__Written exercise__
Your task is to give the data again, exactly, with every line intact.

(Data items)
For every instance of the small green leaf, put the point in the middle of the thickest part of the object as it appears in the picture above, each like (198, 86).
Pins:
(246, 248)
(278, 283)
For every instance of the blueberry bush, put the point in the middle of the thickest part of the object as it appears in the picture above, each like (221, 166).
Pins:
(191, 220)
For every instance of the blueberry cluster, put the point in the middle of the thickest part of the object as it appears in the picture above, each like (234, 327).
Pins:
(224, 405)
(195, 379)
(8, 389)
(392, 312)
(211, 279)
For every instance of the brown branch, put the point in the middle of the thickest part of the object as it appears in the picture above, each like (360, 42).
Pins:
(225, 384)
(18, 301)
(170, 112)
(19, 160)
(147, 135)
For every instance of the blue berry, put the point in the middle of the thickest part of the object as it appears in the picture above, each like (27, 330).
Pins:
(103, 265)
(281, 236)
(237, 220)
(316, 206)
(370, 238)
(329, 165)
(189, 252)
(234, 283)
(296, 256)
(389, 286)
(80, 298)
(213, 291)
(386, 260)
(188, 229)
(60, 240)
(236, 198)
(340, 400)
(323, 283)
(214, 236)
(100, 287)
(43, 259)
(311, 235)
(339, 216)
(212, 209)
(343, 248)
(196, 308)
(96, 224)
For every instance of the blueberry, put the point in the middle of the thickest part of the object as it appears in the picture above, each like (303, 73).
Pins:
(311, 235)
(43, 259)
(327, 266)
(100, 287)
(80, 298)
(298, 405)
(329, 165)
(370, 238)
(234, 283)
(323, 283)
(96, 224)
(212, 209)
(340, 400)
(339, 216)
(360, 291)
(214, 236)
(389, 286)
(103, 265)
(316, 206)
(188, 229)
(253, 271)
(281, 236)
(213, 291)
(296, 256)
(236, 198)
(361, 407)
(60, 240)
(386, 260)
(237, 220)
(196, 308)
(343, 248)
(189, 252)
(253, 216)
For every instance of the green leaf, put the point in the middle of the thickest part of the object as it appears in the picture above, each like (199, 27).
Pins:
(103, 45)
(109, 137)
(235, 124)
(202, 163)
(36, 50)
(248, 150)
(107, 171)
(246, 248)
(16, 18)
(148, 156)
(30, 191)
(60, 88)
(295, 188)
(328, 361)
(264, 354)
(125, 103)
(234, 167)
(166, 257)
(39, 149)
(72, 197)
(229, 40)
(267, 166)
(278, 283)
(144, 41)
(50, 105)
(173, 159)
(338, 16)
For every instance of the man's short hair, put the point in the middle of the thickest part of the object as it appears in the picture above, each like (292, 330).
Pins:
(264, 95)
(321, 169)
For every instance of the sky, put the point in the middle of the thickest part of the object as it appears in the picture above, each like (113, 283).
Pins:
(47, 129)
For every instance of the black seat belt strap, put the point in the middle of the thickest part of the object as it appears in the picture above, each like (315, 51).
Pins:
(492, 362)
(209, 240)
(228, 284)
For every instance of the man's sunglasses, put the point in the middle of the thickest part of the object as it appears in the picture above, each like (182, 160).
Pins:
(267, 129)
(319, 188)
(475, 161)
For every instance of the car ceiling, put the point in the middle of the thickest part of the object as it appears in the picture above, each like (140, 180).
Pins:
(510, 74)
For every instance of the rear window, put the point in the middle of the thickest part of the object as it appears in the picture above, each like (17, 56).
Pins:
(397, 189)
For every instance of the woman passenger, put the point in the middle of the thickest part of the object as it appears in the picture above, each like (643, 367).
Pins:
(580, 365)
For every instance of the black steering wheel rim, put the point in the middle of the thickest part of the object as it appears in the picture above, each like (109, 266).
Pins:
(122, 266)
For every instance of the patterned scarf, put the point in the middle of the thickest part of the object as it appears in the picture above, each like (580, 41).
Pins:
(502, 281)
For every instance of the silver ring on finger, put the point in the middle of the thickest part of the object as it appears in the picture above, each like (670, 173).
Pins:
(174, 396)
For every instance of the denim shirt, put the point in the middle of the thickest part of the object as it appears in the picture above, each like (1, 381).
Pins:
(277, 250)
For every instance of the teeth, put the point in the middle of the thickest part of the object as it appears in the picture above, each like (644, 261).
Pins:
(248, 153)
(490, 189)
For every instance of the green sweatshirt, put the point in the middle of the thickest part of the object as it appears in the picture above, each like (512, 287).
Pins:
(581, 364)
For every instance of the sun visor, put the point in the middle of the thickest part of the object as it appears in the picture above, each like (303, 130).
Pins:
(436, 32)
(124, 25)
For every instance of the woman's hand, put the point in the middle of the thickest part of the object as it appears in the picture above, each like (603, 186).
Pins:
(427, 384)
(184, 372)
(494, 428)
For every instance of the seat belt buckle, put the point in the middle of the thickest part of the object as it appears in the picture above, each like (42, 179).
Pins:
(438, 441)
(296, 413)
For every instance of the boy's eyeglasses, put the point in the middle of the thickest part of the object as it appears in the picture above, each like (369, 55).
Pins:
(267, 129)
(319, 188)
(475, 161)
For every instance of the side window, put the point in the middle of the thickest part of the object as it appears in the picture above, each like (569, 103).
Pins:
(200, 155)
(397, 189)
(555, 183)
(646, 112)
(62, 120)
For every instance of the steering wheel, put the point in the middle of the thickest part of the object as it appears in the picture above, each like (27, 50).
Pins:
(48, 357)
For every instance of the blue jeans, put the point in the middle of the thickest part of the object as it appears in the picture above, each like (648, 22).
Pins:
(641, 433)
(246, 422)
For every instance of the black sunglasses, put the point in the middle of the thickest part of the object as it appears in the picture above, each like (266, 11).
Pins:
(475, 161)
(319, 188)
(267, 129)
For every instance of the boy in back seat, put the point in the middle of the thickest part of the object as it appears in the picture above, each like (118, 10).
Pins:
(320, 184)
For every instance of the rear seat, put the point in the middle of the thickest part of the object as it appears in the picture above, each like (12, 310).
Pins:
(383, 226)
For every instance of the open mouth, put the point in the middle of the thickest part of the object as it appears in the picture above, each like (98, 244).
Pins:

__Reply to the exercise__
For every instance of the small green leaf, put the point in the middle of the thickest part of the object as it appears in the picture above, each like (198, 86).
Pins:
(246, 248)
(278, 283)
For every instance of the blueberry bush, put the point in the middle of the thickest part of the object as it appears in the picture above, each like (221, 166).
Pins:
(191, 220)
For every instance of the blueberry cluster, put the point in the middle of the thickest part of the object as it appears in the picture above, each like (234, 327).
Pins:
(224, 405)
(195, 379)
(8, 389)
(392, 312)
(211, 279)
For every instance of the brown branch, put the point in the middle of the thickest part of the object as it appears in the picture above, each like (360, 42).
Pins:
(225, 384)
(18, 301)
(170, 112)
(19, 160)
(147, 135)
For every instance of the blue berry, put the point in the middle of the thickest part of the object as it appears in the picture above, each like (27, 330).
Pins:
(103, 265)
(281, 236)
(237, 220)
(316, 206)
(370, 238)
(329, 165)
(189, 252)
(234, 283)
(296, 256)
(389, 286)
(80, 298)
(213, 291)
(386, 260)
(188, 229)
(60, 240)
(236, 198)
(340, 400)
(323, 283)
(214, 236)
(100, 287)
(43, 259)
(311, 235)
(339, 216)
(212, 209)
(343, 248)
(196, 308)
(96, 224)
For every instance of the blueberry, put the point in the middle of the thickest part of the object as it appears in the picture above, each like (303, 73).
Pins:
(311, 235)
(43, 259)
(327, 266)
(100, 287)
(80, 298)
(298, 405)
(329, 165)
(370, 238)
(234, 283)
(323, 283)
(96, 224)
(212, 209)
(340, 400)
(339, 216)
(360, 291)
(214, 236)
(389, 286)
(103, 265)
(316, 206)
(188, 229)
(253, 271)
(281, 236)
(213, 291)
(296, 256)
(236, 198)
(361, 407)
(60, 240)
(386, 260)
(237, 220)
(196, 308)
(343, 248)
(189, 252)
(253, 216)
For every instance of the green leaf, put the point in the middle of the thickest part of the object as it appears in the picture above, each like (199, 27).
Pins:
(103, 45)
(109, 137)
(235, 124)
(202, 163)
(36, 50)
(248, 150)
(107, 171)
(246, 248)
(16, 18)
(148, 156)
(30, 191)
(60, 88)
(295, 188)
(328, 361)
(264, 354)
(125, 103)
(234, 167)
(166, 257)
(39, 149)
(72, 197)
(229, 40)
(267, 166)
(278, 283)
(144, 41)
(50, 105)
(173, 159)
(338, 16)
For every instance of the man's short hair, put the point in the middle of the thickest part of the object as it appears in the picture above, each like (292, 330).
Pins:
(264, 95)
(321, 169)
For every instance of the sky, put the point in the middle of the thickest part of the object as it appears in the picture above, each like (113, 283).
Pins:
(47, 129)
For every instance of the black seat belt strap, put the point in the middle of the thickest part of the object as it appears in the picture above, each like (315, 51).
Pins:
(492, 362)
(209, 240)
(228, 284)
For every instance of the man's sunglasses, put the point in the middle of the thickest part of the object as it appears in the picture above, each like (182, 160).
Pins:
(267, 129)
(319, 188)
(475, 161)
For every instance of the car ceiling, put the point in the middle of the thickest part of the object as it appears in the picture above, each like (140, 180).
Pins:
(510, 74)
For every instance of the rear window, put the point in the middle of the thickest part of the object as it appears in the picture above, each like (17, 56).
Pins:
(397, 189)
For every instance of the woman passenger, put the point in the middle of the thickest part of the object as it appears in the picture above, each like (643, 367).
Pins:
(580, 365)
For every instance of the black steering wheel rim, put the point in the middle of the thickest part of the object as it appears in the picture above, each like (109, 266).
Pins:
(122, 266)
For every instance of the patterned scarf, put the point in the middle of the thickest part of the object as it appears in the picture above, each like (580, 41).
Pins:
(502, 281)
For every instance of the silver ring on finger, put the point in the middle of the thickest part of the object as it appears in the picture above, each like (670, 173).
Pins:
(174, 396)
For every instance of the denim shirt, put the point in the middle of the thickest part of the object as it appears in the picture above, each like (1, 381).
Pins:
(277, 250)
For every instance of the teeth, put the point in the middle of the thickest part of the object as it appears in the picture above, each like (644, 261).
Pins:
(248, 153)
(490, 189)
For every instance of the green sweatshirt, put the point in the middle of the thickest part of the object as it appears in the picture above, each like (512, 287).
Pins:
(581, 364)
For every instance of the sun visor, put the point in the middle of the thickest part of the object as it appears in the picture above, each like (303, 130).
Pins:
(436, 32)
(124, 25)
For every instance of the woman's hand, put the point in the middle of the thickest part of the object as it appears in the picture above, each like (603, 186).
Pins:
(427, 384)
(184, 372)
(494, 428)
For every instance of the seat belt buckle, put the point in the middle of the thickest part of the object as it appears in the picture above, each like (42, 179).
Pins:
(438, 441)
(296, 413)
For every instance of the boy's eyeglasses, put the point in the middle of the thickest part of the object as it appears in the picture above, each like (369, 55).
Pins:
(267, 129)
(319, 188)
(475, 161)
For every instance of the side window, put the point in the middle of the thickest part of the object as it appears in the picture above, each like (569, 103).
Pins:
(200, 155)
(397, 189)
(555, 183)
(646, 112)
(62, 120)
For every instance of the steering wheel, put the point in the middle of the thickest part of the object as it appears in the picture above, each like (27, 50).
Pins:
(48, 357)
For every instance of the blue jeans, put the point in the middle of the thickest part of the object as it appears in the picture above, each like (648, 22).
Pins:
(641, 433)
(246, 422)
For every instance of the black sunglasses, put the point in the middle of the thickest part of the object as it appears in the picture above, each like (266, 11).
Pins:
(475, 161)
(319, 188)
(267, 129)
For every instance of the boy in back seat, put the point in the middle of the thickest part of the object as it appears in the picture above, each like (118, 10).
Pins:
(320, 184)
For every instance of the rear seat, put the point in the middle of the thickest part of the object as it appears in the picture above, each like (12, 310).
Pins:
(383, 226)
For every instance of the open mouth, put the point in the middle of the thickest part of the object as it appears in the picture above, each like (98, 244).
Pins:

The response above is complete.